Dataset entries
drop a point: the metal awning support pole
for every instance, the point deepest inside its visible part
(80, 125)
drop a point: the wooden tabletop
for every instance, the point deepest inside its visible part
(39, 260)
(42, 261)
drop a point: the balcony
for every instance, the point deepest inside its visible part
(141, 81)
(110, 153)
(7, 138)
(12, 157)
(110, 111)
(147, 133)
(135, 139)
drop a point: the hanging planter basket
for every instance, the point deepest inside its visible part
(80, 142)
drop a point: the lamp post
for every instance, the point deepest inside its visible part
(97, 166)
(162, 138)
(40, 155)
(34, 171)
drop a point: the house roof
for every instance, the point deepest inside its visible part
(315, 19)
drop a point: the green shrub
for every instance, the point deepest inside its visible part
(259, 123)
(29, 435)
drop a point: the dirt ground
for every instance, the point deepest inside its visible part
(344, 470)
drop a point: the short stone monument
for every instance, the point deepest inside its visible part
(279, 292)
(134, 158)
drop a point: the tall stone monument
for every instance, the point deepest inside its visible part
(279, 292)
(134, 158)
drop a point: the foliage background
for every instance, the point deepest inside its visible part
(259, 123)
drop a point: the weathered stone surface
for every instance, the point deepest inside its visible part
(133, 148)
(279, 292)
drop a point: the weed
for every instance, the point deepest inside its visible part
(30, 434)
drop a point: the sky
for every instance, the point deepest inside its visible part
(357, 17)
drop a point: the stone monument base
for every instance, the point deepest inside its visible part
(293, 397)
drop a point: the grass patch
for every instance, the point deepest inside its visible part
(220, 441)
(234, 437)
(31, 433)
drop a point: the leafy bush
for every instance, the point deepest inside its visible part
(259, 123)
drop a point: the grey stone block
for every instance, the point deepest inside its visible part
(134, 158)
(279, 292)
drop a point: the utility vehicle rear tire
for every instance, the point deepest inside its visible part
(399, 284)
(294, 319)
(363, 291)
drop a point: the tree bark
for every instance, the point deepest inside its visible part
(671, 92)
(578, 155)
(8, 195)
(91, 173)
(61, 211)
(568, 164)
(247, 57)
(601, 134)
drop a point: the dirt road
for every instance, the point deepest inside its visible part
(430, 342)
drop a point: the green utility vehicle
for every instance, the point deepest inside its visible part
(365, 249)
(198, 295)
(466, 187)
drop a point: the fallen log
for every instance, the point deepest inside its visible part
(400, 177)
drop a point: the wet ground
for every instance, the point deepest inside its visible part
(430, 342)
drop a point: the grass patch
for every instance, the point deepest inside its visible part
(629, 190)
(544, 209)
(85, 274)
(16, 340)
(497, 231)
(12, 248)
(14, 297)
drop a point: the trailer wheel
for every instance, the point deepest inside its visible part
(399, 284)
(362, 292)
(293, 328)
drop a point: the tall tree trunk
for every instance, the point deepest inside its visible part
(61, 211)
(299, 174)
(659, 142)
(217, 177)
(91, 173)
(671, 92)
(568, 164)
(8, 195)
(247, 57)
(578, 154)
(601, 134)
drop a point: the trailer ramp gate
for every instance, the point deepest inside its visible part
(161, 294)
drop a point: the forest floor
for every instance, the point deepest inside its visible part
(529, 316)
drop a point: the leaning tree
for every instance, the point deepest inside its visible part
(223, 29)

__TASK DIRECTIONS__
From the first line through the last, give the data above again exactly.

__ANSWER SPACE__
drop a point: the metal awning support pole
for every instance, the point deepest inside its visible part
(80, 125)
drop a point: the wooden tabletop
for every instance, the point deepest inside its visible part
(39, 260)
(42, 261)
drop a point: the balcony
for every instance, the point deepest inside its visible part
(141, 81)
(110, 153)
(7, 138)
(12, 157)
(110, 111)
(147, 133)
(135, 139)
drop a point: the hanging planter basket
for every instance, the point deepest inside its visible part
(80, 142)
drop a point: the lamp post
for every instance, the point deepest inside its visible part
(97, 166)
(162, 138)
(40, 155)
(34, 171)
drop a point: the house roof
for every instance, the point deepest inside its visible part
(315, 19)
drop a point: the green shrub
for every instance, the point deepest inside its visible part
(259, 123)
(29, 435)
drop a point: the dirt ground
for every instance, the point deepest inside its visible part
(344, 470)
drop a point: the short stone monument
for every instance, the point deepest inside its visible part
(279, 292)
(134, 158)
drop a point: the tall stone monument
for every instance, the point deepest inside its visible part
(279, 292)
(134, 158)
drop a point: the foliage background
for every instance, the point deepest inside its visible part
(259, 123)
drop a point: the weathered stone surface
for every instance, the point deepest inside its visible part
(133, 148)
(279, 292)
drop a point: the weed
for every instance, the point deepest inside its visible part
(30, 434)
drop a point: the sky
for every instance, the point deepest inside its visible part
(357, 17)
drop a point: the stone monument base
for every instance, the point deepest inside its visible part
(293, 397)
drop a point: the grass patch
for every instance, the point deepest inside its visible part
(220, 441)
(234, 437)
(31, 433)
drop a point: the leafy bush
for every instance, the point deepest inside its visible part
(259, 123)
drop a point: the grey stone block
for every instance, the point deepest inside its visible part
(134, 158)
(279, 292)
drop a point: the utility vehicle rear tire
for every instance, the point deepest inside its visible part
(399, 284)
(294, 319)
(363, 291)
drop a point: the tree bark
for every instance, the point deepest inside its visible part
(671, 92)
(578, 155)
(8, 195)
(91, 173)
(61, 211)
(568, 164)
(247, 57)
(601, 134)
drop a point: the dirt road
for every instance, the point deepest inside its visible part
(430, 342)
drop a point: the green utility vehicle
for every instance, the point deepest inside its visible part
(365, 249)
(198, 295)
(466, 187)
drop a point: the fallen log
for every instance, the point deepest inside its visible part
(400, 177)
drop a point: the wet ground
for every instance, the point deepest inside its visible part
(430, 342)
drop a point: the grass patch
for every instance, the point deepest inside its visible part
(629, 190)
(544, 209)
(85, 274)
(16, 340)
(497, 231)
(12, 248)
(14, 297)
drop a point: the trailer wheel
for every instance, the point deepest inside its visible part
(399, 284)
(362, 292)
(293, 328)
drop a point: the tall tree trunk
for every instance, the point deepest inside its visible part
(61, 211)
(299, 174)
(659, 142)
(217, 177)
(91, 173)
(671, 92)
(568, 164)
(8, 195)
(247, 57)
(578, 154)
(601, 134)
drop a point: the trailer ramp gate
for every instance, the point deepest inside its visible part
(161, 294)
drop a point: the forest floor
for every instance, the point deepest inside its visible part
(529, 316)
drop a point: the leaning tree
for every instance, the point deepest inside its visible part
(223, 29)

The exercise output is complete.